__Supplied information__

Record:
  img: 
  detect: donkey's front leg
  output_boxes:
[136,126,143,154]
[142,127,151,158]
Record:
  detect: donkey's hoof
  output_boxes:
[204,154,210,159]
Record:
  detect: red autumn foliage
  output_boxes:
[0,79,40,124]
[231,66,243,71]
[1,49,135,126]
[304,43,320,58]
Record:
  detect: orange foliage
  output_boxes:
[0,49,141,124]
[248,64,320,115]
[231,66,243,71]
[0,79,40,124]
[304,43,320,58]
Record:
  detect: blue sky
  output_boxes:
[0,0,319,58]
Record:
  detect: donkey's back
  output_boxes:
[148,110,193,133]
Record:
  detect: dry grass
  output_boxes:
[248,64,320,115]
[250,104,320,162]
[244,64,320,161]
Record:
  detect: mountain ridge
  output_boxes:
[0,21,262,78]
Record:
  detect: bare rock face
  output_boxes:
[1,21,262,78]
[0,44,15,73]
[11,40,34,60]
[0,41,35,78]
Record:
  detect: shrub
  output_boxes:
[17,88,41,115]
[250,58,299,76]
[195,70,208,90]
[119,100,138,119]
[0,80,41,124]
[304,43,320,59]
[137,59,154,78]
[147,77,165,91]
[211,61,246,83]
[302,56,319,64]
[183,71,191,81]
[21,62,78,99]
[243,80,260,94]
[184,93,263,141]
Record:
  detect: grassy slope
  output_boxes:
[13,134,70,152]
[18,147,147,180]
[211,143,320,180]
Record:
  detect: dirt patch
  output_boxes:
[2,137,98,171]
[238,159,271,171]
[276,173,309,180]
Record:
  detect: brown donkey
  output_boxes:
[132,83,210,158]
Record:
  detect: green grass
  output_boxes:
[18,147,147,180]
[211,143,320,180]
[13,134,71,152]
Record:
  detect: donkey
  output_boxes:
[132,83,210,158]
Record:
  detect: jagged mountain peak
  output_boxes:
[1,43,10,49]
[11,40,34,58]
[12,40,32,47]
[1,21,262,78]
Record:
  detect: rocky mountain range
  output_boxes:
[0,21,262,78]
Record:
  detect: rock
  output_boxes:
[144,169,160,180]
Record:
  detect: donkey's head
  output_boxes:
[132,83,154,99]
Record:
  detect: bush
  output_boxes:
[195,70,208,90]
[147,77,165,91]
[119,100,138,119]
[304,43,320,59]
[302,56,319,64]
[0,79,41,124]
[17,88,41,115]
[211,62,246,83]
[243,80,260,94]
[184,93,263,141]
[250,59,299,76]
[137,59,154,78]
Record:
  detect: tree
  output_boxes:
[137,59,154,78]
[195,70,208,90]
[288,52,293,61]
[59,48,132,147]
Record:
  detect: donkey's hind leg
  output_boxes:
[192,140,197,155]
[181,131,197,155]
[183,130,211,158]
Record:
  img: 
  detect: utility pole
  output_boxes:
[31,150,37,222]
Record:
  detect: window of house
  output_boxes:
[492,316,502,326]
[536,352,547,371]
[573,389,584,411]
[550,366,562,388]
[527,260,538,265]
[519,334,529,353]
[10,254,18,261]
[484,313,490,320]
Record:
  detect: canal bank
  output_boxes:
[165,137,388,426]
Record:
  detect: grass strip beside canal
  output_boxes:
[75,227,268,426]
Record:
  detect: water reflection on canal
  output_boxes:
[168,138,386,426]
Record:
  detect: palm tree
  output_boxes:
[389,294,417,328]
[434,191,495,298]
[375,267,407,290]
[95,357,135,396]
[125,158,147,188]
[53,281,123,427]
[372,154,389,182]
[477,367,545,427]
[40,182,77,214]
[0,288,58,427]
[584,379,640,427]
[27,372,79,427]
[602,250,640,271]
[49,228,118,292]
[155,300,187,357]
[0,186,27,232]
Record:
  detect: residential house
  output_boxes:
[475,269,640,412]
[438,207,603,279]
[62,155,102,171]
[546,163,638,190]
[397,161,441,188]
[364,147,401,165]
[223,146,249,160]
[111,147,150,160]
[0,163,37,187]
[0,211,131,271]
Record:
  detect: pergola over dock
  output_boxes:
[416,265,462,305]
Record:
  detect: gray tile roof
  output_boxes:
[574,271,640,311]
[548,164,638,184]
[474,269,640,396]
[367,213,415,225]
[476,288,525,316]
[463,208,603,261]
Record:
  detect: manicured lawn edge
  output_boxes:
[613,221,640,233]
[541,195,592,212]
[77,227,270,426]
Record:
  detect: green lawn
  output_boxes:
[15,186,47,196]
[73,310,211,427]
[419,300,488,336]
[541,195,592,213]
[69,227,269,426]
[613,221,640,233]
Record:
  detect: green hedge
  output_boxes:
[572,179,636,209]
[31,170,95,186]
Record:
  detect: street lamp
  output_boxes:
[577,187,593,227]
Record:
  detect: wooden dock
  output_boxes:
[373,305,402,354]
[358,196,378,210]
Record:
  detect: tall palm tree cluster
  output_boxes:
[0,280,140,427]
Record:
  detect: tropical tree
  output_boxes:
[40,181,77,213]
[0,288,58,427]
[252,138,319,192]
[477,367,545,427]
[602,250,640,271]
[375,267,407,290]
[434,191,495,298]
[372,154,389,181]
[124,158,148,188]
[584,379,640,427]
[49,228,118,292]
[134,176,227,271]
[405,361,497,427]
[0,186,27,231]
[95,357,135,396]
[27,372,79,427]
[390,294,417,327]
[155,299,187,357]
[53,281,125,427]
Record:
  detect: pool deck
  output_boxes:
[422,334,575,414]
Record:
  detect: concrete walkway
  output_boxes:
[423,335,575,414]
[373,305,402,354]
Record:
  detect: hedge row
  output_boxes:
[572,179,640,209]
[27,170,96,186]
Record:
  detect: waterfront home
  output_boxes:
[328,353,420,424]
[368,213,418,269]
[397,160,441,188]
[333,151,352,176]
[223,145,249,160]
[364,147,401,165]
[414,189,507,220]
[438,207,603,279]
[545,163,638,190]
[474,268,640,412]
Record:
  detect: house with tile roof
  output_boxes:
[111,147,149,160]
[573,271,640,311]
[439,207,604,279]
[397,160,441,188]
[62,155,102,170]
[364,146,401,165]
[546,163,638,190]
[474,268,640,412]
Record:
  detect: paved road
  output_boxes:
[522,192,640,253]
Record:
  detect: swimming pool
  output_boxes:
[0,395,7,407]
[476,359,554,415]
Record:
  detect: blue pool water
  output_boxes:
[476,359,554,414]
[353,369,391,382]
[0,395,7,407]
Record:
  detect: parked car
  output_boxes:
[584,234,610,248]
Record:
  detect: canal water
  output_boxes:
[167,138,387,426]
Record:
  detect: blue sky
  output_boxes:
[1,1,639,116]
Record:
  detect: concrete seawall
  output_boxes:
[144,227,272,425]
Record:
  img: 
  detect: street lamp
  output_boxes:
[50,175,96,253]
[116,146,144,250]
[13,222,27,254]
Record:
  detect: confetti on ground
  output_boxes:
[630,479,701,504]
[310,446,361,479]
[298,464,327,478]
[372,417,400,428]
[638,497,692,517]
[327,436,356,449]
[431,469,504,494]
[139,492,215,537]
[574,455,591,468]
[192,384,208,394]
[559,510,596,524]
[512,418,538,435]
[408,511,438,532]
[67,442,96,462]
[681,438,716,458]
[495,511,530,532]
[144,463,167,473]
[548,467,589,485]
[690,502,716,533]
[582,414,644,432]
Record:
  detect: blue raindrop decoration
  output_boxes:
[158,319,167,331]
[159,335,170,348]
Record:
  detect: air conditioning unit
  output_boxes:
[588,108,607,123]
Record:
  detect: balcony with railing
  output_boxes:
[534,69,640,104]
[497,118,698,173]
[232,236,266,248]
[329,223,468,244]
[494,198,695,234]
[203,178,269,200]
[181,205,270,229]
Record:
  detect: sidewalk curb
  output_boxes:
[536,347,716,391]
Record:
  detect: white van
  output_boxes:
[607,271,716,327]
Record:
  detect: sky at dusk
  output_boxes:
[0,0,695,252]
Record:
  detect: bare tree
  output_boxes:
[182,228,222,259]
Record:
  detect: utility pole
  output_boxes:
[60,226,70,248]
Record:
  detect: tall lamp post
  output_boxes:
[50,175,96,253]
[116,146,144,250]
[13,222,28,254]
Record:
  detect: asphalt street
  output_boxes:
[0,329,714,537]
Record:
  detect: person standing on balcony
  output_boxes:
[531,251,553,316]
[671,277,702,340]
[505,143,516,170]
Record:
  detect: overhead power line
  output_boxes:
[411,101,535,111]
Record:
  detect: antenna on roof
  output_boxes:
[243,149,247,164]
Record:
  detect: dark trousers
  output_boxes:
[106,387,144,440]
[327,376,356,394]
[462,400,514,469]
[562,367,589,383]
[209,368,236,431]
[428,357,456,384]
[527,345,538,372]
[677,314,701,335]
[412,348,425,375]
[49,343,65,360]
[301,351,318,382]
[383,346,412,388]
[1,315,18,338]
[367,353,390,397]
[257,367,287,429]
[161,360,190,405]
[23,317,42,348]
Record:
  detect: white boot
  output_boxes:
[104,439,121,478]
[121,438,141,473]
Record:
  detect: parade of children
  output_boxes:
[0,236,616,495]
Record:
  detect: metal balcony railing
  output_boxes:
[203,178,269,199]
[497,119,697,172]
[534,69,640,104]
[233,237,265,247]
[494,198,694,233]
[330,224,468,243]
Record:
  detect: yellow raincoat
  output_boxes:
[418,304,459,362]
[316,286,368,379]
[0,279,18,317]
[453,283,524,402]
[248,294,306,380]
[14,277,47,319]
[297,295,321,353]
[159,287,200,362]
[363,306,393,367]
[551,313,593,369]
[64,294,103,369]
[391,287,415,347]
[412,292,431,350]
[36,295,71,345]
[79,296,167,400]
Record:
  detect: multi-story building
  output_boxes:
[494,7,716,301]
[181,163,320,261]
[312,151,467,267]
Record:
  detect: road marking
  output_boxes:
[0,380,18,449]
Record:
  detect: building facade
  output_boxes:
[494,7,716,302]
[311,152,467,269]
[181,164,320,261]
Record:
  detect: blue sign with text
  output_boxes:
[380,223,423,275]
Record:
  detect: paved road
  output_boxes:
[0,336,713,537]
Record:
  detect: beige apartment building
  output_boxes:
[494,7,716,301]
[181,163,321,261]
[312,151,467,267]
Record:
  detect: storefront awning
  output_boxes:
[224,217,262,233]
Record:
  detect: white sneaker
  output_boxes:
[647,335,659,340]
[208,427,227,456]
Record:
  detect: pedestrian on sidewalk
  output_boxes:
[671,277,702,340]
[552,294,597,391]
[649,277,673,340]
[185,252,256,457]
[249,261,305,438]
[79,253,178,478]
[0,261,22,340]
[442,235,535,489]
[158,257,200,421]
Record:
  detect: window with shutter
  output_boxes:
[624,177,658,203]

__What you have to do__
Your answer must consist of every line from the listing that holds the string "window".

__Solution for this task__
  detect: window of house
  detect: window with shutter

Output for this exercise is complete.